+++ Exercise passage

Humor and Translation


By Mark Herman

Depending on the viewpoint, everything is translatable, or, conversely, everything is untranslatable.

Consider the Spanish words sol and luna. Do they really translate into “sun” and “moon”? To a large extent, yes. But sol is a masculine noun and luna is a feminine noun This is a distinction totally lost to English speakers that always affects, even if only subconsciously, the way the ideas of “sun” and “moon” are perceived by Spanish speakers.1

Such distinctions are explored in a recent book with the oxymoronic title Dictionary of Untranslatables (Princeton University Press, 2014). The oxymoronic character of the title is underscored by the fact that most of the book is itself a translation from the French Vocabulaire européen des philosophies: Dictionnaire des intraduisibles (Barbara Cassin, editor, Éditions de Seuil / Dictionnaires Le Robert, 2004). The English version, produced by many translators and contributors, includes additions to expand its scope beyond Europe. It is subtitled A Philosophical Lexicon, and, like the French original, is concerned mainly with philosophical terms.

This is a big book: 1,297 + xxxv big pages with small type. Its aim is to explore the many related words for each philosophical concept in several languages, and even within a single language, and to see where they overlap or do not overlap in their ranges of meaning, denotations and connotations, and ambiguities.

++++++
+++ Recorded data

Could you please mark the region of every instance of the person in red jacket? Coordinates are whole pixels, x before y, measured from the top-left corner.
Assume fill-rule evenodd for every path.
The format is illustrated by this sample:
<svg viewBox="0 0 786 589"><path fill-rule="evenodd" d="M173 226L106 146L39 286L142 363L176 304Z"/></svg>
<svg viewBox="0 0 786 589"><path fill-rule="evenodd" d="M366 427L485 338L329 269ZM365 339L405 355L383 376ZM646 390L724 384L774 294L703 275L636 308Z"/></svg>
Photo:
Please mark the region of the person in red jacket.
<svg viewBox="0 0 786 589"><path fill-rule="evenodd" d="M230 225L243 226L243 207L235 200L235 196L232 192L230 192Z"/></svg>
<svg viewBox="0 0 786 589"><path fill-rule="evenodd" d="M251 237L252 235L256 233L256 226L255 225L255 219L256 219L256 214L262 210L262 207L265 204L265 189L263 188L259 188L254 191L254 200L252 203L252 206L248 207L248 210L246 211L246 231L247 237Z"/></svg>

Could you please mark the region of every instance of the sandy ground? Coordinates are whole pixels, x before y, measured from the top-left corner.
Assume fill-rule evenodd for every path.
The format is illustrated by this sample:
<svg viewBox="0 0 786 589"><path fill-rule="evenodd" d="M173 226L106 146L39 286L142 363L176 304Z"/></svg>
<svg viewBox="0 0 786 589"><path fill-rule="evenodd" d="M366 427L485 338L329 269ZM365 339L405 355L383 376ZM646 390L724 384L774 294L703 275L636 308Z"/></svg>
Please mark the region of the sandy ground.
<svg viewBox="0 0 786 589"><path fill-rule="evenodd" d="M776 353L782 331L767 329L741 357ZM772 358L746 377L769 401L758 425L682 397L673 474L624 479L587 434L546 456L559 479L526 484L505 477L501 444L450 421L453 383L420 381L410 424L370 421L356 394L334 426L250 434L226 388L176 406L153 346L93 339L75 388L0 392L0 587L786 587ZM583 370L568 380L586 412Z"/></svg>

++++++

Exercise tasks ▸
1. In the humor and translation text, what grammatical gender does the Spanish noun luna have?
2. Reproduce the humor and translation text from "Such distinctions are" to "with philosophical terms.", leaving every word as it stands.

Answers for the exercise ▸
1. Luna is a feminine noun.

2.
Such distinctions are explored in a recent book with the oxymoronic title Dictionary of Untranslatables (Princeton University Press, 2014). The oxymoronic character of the title is underscored by the fact that most of the book is itself a translation from the French Vocabulaire européen des philosophies: Dictionnaire des intraduisibles (Barbara Cassin, editor, Éditions de Seuil / Dictionnaires Le Robert, 2004). The English version, produced by many translators and contributors, includes additions to expand its scope beyond Europe. It is subtitled A Philosophical Lexicon, and, like the French original, is concerned mainly with philosophical terms.